### [THE REQUEST]
Set down the data below without change, skipping the pictures it holds.

(Some records)
-------

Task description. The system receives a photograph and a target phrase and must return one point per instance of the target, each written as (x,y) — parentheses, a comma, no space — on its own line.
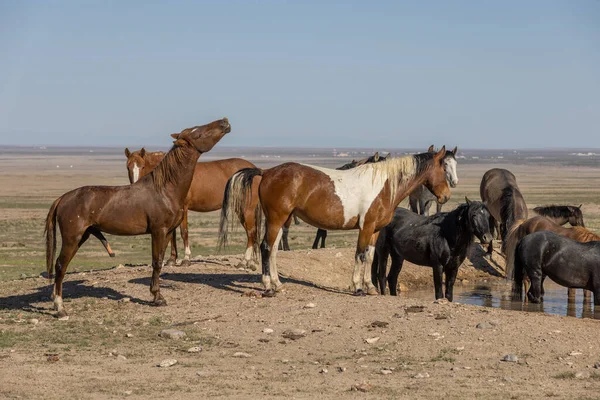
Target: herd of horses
(362,195)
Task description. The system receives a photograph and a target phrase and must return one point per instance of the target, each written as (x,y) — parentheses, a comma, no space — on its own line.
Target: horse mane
(167,170)
(398,170)
(554,211)
(583,235)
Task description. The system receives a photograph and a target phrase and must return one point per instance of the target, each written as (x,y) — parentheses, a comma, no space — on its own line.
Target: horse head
(203,138)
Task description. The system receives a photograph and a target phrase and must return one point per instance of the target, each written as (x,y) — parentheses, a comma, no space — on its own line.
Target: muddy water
(498,295)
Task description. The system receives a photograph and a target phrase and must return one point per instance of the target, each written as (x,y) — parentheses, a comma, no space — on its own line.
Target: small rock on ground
(172,334)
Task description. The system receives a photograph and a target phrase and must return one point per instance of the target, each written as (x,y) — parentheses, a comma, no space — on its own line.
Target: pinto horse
(500,192)
(441,241)
(322,233)
(421,199)
(567,262)
(205,194)
(538,223)
(562,214)
(153,205)
(362,198)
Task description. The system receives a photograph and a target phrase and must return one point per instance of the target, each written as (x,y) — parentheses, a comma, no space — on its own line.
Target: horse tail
(50,233)
(513,236)
(236,199)
(583,235)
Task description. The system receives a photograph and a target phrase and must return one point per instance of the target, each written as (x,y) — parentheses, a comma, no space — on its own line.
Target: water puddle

-------

### [WORKED ANSWER]
Task description. The system receives a photograph and a target phrase and must return one point per instance of the target, each written as (x,y) — parentheses, a comma, no space — on its own line.
Target: herd of horses
(362,195)
Task description. The system receives a photograph and a target phrase and must return one point per instance of the target, each written as (x,y) — parentheses, a comma, no space — on its own line.
Target: horse mane
(167,170)
(398,170)
(554,211)
(583,235)
Task description. The system receives a photograph and a target phrase and must return one point per instance of the target, each written as (x,y) — parentheses, a comma, no space — on its own line.
Target: horse head
(203,138)
Task description. The system receives a photograph and a target phrase and must return one point per instance of the target, each written as (x,y) — parentheses, a comma, no space — on its own line.
Target: muddy water
(498,295)
Task description. The system receives a photograph and a target phrase and must return one point per instance of the target, each written as (x,y) — parentheses, a comma, no space — on its own line.
Target: small rock on ground
(172,334)
Task description. The system receives a photograph and a target phrase and must return one point per instance of the target, each written as (x,y) — parentheses, a comma, no space — on its own line.
Target: pinto horse
(500,192)
(441,241)
(322,233)
(421,199)
(567,262)
(205,194)
(538,223)
(562,214)
(153,205)
(362,198)
Task description. The system receives a photograph and a target phrase and must return one point per instance of the target, each written as (x,y) — parentheses, a comma, no space — on its own line.
Target: horse tail
(50,233)
(513,236)
(236,199)
(583,235)
Task description. The system receives a photograph and a target phrase and must return one point per instance of the target, each written as (x,y) — parentheses, a comma, no space — on its own line.
Target: water puddle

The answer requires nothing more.